_WORK TO BE COMPLETED_.
Give back, unchanged, each line from the one containing "of the eyeglasses" through the last line of the entries below.
[Begin]
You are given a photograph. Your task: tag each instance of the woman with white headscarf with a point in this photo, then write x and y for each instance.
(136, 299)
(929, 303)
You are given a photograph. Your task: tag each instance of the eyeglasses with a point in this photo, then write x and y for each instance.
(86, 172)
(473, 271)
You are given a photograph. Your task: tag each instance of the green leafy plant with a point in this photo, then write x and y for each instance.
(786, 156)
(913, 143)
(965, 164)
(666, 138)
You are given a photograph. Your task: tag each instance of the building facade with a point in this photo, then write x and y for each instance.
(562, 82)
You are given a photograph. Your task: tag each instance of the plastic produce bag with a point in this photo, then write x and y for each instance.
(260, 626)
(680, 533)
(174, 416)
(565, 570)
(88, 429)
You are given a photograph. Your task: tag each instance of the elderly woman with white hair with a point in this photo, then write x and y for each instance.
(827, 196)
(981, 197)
[End]
_RESPONSE_.
You are given a photograph. Your task: tag each instance of the eyeglasses with a point in this photo, then write x and y for each instance.
(86, 172)
(473, 271)
You are given a photograph. Your task: tag each instance of the green leafy plant with a point in this photo, then write x and y for each instance.
(786, 156)
(913, 143)
(965, 164)
(666, 138)
You are given a photograph. Your task: tag each instance of the building facade with a point in this photo, then write x and y for each instance.
(562, 82)
You are given a photograph. Your task: tag each instance of the plastic produce bag with a point in this photo, then write x and y for each instance.
(260, 626)
(680, 533)
(174, 416)
(565, 570)
(88, 429)
You are given a photograph. Your task: tag each instance of the elderly woman with white hair with a point in this photo, then write x and y for each instance.
(827, 196)
(981, 197)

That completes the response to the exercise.